_Task objective_
Below are the entries; give again exactly the lines from the one mentioning "Task: indicate the bare" through the one mentioning "Task: indicate the knee", inclusive.

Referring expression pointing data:
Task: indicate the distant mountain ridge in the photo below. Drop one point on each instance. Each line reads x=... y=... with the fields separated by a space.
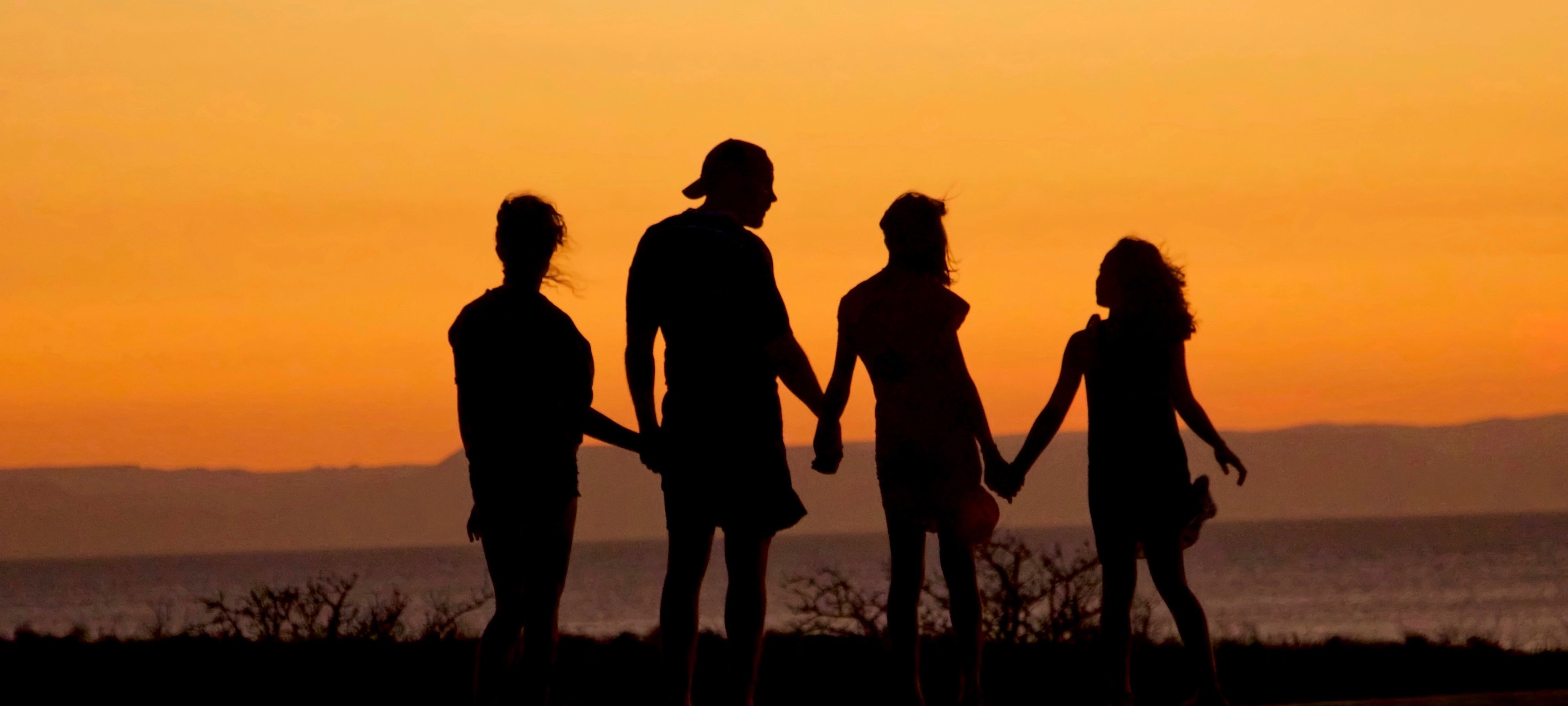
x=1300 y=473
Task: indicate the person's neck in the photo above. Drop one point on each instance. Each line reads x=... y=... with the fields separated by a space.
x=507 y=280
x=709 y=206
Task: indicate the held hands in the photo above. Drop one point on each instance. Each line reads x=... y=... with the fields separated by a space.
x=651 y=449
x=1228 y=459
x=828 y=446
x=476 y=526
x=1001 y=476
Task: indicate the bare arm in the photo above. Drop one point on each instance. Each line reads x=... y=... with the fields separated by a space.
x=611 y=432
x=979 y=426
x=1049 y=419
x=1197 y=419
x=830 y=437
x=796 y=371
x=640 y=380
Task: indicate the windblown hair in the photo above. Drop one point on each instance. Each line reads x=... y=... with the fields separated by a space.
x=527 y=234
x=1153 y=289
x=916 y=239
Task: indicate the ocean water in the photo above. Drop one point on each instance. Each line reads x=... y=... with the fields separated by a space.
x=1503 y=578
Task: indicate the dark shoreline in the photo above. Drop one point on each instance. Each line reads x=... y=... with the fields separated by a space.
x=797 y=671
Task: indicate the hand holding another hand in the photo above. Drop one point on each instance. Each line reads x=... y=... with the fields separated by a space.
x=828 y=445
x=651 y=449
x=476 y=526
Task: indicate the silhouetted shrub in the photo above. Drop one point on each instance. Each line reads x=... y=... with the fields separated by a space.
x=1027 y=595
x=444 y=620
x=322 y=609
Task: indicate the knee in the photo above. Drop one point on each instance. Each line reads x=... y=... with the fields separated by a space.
--
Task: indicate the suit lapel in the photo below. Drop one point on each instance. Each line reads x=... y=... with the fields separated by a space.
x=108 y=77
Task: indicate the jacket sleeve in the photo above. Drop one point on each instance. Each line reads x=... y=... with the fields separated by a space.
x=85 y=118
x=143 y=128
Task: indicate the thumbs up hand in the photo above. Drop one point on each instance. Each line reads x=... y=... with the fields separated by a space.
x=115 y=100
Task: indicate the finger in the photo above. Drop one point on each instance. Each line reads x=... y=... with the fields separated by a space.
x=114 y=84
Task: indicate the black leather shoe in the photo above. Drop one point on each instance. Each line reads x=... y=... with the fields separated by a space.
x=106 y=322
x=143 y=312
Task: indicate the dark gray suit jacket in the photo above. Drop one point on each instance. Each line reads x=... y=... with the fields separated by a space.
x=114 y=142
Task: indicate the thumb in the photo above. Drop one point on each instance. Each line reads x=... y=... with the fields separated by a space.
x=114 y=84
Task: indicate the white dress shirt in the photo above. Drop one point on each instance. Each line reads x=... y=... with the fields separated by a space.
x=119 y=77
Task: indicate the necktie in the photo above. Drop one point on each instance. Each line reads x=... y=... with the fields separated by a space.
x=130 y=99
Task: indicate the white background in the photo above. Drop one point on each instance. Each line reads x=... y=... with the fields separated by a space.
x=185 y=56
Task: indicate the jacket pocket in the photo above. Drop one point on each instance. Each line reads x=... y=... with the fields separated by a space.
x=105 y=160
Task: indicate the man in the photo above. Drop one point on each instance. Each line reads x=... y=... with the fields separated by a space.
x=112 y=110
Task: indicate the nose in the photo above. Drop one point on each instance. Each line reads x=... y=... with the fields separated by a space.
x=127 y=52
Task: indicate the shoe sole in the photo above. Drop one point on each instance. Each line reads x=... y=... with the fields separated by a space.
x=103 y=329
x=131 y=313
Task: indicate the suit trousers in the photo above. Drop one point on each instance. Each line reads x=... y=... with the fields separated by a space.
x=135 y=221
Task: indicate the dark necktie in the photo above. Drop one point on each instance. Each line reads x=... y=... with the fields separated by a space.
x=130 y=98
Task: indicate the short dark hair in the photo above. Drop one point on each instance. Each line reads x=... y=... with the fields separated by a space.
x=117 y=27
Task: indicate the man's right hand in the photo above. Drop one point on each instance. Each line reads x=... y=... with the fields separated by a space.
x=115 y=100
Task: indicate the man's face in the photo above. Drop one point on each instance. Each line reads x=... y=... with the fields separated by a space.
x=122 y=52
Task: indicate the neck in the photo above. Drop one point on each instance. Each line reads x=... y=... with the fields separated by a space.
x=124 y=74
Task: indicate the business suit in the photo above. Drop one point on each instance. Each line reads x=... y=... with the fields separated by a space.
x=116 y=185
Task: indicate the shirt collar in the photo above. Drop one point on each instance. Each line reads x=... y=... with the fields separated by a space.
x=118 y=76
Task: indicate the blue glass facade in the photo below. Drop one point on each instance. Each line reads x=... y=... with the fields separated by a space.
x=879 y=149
...
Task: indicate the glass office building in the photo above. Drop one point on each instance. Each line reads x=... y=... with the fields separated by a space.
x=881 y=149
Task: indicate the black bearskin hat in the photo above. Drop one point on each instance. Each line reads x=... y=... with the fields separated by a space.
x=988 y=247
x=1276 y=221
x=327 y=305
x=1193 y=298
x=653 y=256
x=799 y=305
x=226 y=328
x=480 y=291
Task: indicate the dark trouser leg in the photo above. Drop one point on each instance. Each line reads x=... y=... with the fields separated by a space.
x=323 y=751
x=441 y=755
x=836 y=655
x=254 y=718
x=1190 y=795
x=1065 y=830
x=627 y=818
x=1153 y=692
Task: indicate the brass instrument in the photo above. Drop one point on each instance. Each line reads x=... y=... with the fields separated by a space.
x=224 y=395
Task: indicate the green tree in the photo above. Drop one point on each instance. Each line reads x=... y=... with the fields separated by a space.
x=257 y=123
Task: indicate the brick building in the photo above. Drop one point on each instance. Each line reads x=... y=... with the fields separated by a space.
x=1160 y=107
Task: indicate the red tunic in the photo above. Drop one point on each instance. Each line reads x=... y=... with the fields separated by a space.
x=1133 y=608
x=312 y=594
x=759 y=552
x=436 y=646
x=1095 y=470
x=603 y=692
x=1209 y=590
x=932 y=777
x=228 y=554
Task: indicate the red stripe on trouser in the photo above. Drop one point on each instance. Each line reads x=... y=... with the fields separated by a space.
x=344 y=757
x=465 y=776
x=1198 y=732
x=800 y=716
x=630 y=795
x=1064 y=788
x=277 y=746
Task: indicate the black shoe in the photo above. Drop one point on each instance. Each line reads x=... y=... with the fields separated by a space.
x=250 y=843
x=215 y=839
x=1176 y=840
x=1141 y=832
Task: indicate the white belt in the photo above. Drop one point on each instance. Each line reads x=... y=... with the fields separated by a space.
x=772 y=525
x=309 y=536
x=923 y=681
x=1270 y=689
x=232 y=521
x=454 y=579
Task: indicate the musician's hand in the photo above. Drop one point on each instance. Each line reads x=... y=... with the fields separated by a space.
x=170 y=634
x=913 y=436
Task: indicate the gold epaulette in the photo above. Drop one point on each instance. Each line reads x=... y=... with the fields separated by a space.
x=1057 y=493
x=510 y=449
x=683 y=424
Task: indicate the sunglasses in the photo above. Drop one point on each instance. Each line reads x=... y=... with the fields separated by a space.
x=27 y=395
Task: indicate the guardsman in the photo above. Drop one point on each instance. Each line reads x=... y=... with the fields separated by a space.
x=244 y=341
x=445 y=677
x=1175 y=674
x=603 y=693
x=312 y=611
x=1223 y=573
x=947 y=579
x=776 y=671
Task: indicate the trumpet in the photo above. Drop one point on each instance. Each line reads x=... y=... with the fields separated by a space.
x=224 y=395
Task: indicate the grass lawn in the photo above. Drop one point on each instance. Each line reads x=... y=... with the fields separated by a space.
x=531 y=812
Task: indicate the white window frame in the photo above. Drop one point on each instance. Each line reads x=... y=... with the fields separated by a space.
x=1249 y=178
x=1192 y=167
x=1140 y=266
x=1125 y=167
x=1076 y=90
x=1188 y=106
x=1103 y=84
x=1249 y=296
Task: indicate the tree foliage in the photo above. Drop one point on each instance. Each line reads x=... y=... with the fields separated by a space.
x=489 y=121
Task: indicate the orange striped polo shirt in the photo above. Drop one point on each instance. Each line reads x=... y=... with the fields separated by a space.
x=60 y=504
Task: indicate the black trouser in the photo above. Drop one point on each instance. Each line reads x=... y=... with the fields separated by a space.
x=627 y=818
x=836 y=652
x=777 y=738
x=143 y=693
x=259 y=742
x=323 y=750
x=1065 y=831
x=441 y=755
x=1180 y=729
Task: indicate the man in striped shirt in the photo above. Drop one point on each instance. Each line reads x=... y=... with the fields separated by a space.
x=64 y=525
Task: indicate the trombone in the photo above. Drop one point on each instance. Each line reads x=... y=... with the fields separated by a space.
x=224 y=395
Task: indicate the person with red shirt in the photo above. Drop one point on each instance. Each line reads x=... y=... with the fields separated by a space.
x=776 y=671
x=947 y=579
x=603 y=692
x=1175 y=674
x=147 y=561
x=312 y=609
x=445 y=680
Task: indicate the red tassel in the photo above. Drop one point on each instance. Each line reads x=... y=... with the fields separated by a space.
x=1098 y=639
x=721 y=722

_Output of the task_
Task: indicate the bare arm in the photo above. Drop one point on each instance. Each line reads x=... y=... with the fields separated by a space.
x=611 y=432
x=979 y=426
x=1049 y=419
x=1197 y=419
x=830 y=437
x=796 y=371
x=640 y=380
Task: indicate the windblown hair in the photo above. Drop one point on each instance. Each line reads x=... y=... with the fields separated by a space.
x=527 y=234
x=1153 y=289
x=916 y=239
Task: indicate the ocean water in the photo above. Drop one point on each instance. Each line reads x=... y=... with the fields separated by a space.
x=1503 y=578
Task: indicate the dark shoreline in the photo above. Drop one point on each instance. Each line reads x=... y=... with the fields separated by a space.
x=797 y=671
Task: indicate the hand holding another hand in the photo above. Drop one point on each instance. Each line reads x=... y=... with the fields separated by a space.
x=828 y=445
x=651 y=449
x=476 y=526
Task: indicate the silhouetted shrub in the photo above. Drop one point on each instance. Each line reads x=... y=... with the fields separated by a space.
x=1027 y=595
x=444 y=620
x=322 y=609
Task: indicate the knee in the photo above. Drop one point on each instance. Each line reads x=... y=... with the fields separated by a space.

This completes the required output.